──────── Text passage
# What to do about wheels??



## circa1939 (Oct 11, 2010)

So I'm not able to afford restoring my wooden rims right now and buy new spokes, wheels, etc.  Any idea what I can do for wheels for the meantime to be able to enjoy my bikes right now till I have some extra cash to throw at them??

Thanks guys!!

(...and no, not "sell them" either! hahaharolleyes:


----------



## Andrew Gorman (Oct 11, 2010)

Not a lot of cheap options aside from putting on a set of skinny 27" rims off of a 1970's bike.  English size 28" rims could come off of a Flying Pigeon/India made or British roadster.  29-r mountain bike rims are unfortunately kind of expensive.


----------



## twowheelfan (Oct 12, 2010)

i think that you will need to do as everyone else did. take a set of 26" balloon tires with the skip tooth hub and just do the swap.
it will give you a big gap in around the fender area, kind of an eyesore, but at least you can pedal it around! save the money up and get the rims rebuilt.
i built a set of 700c rims with a ND model C hub and Schwalbe 40x622 (28x1.5) tires to use as rider wheels. i just move that set around until i get the parts to restore the wood ones.


----------



## Adamtinkerer (Oct 12, 2010)

Someone, I think over on Rat Rod Bikes, found some 27 x 1 3/8" tires, they look really good on the older 28" bikes. I bought a set of Flying Pigeon wheels for one of mine.


----------



## circa1939 (Oct 12, 2010)

Yeah i steer clear of the rat rod bike thing so I would have never seen that post, but thank you very much for the heads up on the idea.  Rat rodding a bike is a backwards sort of notion,...I've seen what some people have done with great old bikes from the 1930s and older, destroying a perfectly good bike in the name of "cool",.... which in and of itself, is simply not "cool."  

Again, thanks guys...!


----------



## sam (Oct 13, 2010)

Hard to find but not impossable is to get old Canadian rims from the 30s.They are steel 700s in 36 hole size that "look" good on old single tube bikes.And single tube or wood rimed bikes did also come with steel single tube rims.The Canadian rims look like the english 28s and infact the set I have were mare in england.Painted they look great--sam


----------



## DonChristie (Oct 13, 2010)

How bad are your original rims? What type of rebuilding is necessary?
────────────────
──────── Extracted data
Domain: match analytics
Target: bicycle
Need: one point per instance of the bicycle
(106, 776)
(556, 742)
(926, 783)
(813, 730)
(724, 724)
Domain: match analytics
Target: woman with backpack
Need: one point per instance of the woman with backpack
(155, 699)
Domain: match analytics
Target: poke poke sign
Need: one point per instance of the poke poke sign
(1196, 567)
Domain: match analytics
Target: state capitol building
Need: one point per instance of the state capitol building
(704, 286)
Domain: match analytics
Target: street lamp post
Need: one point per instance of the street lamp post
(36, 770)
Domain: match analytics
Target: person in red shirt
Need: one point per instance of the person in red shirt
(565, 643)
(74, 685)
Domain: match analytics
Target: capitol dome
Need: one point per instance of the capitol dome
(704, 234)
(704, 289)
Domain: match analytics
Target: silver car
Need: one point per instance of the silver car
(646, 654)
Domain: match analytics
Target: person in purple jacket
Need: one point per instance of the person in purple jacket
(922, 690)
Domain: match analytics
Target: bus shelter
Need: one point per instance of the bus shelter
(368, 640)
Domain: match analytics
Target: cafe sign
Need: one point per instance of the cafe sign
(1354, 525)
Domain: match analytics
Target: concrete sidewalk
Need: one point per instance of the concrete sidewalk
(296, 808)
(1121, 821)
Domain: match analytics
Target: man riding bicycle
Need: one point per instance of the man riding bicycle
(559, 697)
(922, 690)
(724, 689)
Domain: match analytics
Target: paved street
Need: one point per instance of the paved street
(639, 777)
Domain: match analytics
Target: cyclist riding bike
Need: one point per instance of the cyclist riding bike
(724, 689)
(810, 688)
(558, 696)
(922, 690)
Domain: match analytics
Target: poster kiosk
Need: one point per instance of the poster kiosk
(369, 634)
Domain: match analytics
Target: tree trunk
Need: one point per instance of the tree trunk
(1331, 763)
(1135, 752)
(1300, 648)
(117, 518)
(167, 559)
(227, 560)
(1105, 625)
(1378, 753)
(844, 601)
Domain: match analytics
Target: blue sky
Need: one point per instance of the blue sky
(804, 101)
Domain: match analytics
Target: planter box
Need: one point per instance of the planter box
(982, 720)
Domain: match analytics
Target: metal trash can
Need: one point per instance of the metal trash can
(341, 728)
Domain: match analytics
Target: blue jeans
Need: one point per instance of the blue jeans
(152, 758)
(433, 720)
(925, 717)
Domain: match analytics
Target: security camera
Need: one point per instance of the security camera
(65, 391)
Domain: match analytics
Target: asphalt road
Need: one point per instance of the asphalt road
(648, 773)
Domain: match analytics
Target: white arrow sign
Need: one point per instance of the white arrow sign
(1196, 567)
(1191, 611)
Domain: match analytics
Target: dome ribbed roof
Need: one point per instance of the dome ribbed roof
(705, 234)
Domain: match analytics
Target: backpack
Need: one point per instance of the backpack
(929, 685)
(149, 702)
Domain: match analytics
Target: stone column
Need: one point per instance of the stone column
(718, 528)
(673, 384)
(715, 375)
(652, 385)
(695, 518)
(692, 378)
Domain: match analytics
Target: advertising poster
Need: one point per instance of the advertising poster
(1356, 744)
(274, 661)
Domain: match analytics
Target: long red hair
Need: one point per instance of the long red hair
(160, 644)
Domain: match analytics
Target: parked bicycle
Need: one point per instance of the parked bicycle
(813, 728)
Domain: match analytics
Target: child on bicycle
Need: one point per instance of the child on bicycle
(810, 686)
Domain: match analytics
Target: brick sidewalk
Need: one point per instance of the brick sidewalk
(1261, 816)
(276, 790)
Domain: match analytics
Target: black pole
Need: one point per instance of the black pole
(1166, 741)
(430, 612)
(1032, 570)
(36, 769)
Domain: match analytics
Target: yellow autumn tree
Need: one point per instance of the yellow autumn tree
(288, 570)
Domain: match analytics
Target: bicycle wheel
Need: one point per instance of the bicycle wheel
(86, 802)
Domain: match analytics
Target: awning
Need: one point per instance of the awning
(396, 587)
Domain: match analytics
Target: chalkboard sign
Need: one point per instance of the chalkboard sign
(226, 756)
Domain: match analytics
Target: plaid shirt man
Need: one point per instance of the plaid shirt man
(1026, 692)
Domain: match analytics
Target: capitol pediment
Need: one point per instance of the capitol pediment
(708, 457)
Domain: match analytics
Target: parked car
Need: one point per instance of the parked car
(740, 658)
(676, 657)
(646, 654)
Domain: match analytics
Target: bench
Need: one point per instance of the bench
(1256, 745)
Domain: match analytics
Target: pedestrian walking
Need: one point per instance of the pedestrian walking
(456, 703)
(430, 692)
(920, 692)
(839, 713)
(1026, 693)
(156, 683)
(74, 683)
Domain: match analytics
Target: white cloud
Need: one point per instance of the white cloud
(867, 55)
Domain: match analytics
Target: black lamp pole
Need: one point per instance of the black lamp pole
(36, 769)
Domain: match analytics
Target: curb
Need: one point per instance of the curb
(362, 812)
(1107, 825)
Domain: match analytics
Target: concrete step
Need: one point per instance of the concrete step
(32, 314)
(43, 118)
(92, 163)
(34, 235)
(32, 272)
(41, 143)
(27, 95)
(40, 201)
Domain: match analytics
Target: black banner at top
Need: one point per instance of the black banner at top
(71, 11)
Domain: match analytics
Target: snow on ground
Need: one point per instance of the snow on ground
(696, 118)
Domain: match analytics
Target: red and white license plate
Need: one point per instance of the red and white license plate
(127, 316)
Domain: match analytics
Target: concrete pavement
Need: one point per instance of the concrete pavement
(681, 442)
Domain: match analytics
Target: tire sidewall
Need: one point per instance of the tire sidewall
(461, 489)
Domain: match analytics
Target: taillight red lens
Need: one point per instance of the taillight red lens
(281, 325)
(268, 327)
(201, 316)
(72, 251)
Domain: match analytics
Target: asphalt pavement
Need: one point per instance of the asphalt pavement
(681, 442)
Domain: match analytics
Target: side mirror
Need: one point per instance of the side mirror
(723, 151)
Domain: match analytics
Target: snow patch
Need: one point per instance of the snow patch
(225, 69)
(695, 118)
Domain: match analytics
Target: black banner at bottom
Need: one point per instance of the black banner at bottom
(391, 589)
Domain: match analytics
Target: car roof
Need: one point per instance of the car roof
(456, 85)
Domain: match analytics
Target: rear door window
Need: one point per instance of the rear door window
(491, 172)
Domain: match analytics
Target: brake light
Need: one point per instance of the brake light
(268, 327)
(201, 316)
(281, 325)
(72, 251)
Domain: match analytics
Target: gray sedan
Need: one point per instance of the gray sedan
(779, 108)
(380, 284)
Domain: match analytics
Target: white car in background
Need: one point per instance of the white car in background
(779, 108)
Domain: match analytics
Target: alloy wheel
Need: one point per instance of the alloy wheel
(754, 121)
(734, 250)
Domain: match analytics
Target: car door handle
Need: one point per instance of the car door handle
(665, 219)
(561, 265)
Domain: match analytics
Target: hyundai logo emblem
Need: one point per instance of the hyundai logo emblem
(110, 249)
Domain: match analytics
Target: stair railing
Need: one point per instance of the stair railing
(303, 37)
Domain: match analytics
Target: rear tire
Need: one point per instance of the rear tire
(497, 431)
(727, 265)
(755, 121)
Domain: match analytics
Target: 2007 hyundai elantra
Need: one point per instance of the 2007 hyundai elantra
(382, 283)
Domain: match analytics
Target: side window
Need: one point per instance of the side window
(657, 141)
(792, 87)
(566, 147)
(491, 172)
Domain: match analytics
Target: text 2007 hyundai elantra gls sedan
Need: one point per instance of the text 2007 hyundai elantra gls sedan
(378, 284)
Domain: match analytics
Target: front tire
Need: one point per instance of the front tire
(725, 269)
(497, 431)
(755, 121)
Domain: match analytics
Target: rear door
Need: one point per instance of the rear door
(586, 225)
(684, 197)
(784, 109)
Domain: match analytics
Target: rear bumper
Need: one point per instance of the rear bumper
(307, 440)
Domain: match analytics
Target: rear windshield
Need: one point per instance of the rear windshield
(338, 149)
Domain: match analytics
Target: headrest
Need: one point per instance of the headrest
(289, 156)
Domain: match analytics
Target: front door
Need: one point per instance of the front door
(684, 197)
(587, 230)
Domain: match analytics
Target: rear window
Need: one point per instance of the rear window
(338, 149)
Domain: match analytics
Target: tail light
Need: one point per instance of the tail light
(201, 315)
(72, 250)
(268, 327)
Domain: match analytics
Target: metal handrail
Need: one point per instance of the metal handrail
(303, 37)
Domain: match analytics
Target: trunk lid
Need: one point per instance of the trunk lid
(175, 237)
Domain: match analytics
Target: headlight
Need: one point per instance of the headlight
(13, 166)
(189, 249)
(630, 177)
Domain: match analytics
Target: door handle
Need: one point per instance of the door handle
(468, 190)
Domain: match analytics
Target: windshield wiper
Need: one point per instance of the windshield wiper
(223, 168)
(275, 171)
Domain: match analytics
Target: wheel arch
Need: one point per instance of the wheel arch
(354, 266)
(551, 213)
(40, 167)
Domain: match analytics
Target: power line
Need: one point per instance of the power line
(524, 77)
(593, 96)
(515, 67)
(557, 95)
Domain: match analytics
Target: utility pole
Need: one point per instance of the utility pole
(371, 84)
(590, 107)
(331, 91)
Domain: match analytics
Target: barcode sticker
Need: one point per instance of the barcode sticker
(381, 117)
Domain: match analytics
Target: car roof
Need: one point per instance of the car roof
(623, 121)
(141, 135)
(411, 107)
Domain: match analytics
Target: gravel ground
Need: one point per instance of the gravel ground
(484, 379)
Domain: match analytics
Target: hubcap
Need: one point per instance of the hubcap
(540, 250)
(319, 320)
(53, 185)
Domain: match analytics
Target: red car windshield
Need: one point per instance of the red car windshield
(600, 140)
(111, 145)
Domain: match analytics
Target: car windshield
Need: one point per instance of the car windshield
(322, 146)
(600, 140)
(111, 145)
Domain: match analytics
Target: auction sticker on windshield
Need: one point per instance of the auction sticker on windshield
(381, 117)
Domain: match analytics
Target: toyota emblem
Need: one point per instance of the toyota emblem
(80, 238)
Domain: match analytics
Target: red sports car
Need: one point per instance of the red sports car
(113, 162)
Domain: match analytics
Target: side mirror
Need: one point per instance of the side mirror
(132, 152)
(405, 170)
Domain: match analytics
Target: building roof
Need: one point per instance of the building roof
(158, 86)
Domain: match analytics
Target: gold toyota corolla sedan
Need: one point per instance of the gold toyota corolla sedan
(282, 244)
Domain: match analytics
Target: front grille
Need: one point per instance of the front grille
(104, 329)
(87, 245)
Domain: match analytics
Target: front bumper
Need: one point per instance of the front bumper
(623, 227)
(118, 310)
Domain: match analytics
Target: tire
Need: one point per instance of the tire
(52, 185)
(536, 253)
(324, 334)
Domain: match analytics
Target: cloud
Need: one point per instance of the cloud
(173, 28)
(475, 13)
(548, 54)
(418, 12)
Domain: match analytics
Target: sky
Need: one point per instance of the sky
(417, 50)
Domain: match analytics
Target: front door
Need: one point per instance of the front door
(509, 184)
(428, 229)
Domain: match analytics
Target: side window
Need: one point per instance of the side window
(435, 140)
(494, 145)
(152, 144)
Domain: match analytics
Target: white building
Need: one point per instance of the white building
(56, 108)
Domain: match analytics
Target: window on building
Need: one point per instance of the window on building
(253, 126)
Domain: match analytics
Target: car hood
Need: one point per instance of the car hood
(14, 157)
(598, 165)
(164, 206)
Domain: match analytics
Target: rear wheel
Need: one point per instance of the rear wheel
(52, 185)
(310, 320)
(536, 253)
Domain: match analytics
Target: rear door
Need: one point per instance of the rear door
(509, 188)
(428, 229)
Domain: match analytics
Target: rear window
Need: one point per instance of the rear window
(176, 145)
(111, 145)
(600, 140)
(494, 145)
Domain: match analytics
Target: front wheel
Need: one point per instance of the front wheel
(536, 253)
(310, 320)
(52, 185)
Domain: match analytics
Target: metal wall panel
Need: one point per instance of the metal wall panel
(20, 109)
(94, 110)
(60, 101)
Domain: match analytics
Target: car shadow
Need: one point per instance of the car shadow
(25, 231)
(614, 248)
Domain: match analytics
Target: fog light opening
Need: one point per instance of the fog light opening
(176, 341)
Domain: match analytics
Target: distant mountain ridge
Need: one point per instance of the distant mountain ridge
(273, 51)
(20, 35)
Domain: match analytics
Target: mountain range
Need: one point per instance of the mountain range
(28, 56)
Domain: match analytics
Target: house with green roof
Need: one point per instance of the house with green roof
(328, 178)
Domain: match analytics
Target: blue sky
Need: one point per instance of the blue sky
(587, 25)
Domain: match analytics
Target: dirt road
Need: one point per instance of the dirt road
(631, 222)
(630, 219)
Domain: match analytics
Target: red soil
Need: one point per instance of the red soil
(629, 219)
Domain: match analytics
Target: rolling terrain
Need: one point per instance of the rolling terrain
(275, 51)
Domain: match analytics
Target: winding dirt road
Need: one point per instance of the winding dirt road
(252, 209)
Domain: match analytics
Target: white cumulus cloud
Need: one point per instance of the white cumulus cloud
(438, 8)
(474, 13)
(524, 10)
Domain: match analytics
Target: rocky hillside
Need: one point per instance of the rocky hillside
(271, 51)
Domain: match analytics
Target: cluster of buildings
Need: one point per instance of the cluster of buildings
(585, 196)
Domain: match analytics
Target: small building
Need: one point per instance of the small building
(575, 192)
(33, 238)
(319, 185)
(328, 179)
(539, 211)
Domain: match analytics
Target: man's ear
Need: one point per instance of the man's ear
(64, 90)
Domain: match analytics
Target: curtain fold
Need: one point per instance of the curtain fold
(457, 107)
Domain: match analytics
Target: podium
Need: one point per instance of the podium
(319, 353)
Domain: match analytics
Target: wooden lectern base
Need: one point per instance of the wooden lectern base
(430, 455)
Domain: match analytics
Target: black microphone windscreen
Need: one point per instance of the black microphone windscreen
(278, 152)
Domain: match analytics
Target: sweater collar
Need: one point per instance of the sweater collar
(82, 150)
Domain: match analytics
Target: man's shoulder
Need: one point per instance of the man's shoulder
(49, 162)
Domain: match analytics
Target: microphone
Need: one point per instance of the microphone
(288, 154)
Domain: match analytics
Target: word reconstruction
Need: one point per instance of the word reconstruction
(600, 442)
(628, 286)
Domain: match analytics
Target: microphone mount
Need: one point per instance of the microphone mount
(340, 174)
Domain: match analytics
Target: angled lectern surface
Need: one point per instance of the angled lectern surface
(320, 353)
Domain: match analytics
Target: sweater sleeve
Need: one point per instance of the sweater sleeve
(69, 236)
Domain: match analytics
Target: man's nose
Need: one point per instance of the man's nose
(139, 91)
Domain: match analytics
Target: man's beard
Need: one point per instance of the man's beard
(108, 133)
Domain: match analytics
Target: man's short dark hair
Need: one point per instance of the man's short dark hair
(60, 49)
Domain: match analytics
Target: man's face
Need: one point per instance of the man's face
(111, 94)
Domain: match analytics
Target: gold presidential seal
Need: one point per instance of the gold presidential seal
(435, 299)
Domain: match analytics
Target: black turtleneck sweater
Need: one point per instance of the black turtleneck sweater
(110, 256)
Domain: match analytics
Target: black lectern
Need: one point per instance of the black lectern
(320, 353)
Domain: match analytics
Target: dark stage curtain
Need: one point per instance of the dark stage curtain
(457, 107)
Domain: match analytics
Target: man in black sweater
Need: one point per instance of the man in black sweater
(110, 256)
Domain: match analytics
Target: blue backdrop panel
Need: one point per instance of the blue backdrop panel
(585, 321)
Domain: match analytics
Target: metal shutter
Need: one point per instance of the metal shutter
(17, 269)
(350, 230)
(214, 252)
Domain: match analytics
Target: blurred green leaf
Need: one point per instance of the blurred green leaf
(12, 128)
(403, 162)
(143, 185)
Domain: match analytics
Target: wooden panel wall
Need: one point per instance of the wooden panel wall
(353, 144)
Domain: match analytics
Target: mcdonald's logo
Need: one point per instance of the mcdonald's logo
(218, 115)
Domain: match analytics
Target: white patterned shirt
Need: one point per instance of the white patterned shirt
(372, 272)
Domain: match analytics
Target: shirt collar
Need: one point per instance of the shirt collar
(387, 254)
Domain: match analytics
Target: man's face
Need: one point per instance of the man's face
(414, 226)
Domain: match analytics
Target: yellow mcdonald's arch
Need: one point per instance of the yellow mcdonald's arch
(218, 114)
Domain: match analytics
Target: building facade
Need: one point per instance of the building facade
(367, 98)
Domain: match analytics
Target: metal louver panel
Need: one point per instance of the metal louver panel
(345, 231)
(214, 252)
────────────────
_Your tasks_
1. List every username that posts in the forum thread about replacing wooden bike rims, counting each name only once.
2. Write the next part of the forum thread about replacing wooden bike rims, picking up after its final post.

_Answer list_
1. circa1939, Andrew Gorman, twowheelfan, Adamtinkerer, sam, DonChristie

2.
----------



## circa1939 (Oct 13, 2010)

schwinndoggy said:


> How bad are your original rims? What type of rebuilding is necessary?




Well, the one is a bit out of round and warped a bit.  All spokes are shot and stretched out on both wheels.  Need refinishing.
My wife's bicycle has metal clad rims,...good shape could probably use either a good once-over on a truing stand or possibly new spokes.


----------



## DonChristie (Oct 13, 2010)

Maybe the old rims can be used. Spokes dont stretch, rather the nipple loosens. Warps and bends are fixed by tightening said nipples. Is the bike original paint/patina? Are the rims 28 inch? Do you have tires? I would rather fix the old stuff. Theres a reason it is still with us, made with quality. Just my .002 cents


----------



## sam (Oct 13, 2010)

"Spokes dont stretch"--this is true(they snap)
"rather the nipple loosens"---does not always apply to wood rims(sometimes the nipple diggs into the wood)
"Warps and bends are fixed by tightening said nipples"--again with wood does not always work this way.Sometimes with wood you have to tru the rim and let the spokes "hold" it in place rather than try and pull it in place.
"Theres a reason it is still with us, made with quality. Just my .002 cents" ---very well said---sam


----------



## circa1939 (Oct 13, 2010)

schwinndoggy said:


> Maybe the old rims can be used. Spokes dont stretch, rather the nipple loosens. Warps and bends are fixed by tightening said nipples. Is the bike original paint/patina? Are the rims 28 inch? Do you have tires? I would rather fix the old stuff. Theres a reason it is still with us, made with quality. Just my .002 cents




Seems as though the nipples are tighted up nearly all the way to the bottoms of the threads though???  On most of the spokes anyway??
Bike has original paint, no head badge so its a mystery I've been trying to resolve to some degree!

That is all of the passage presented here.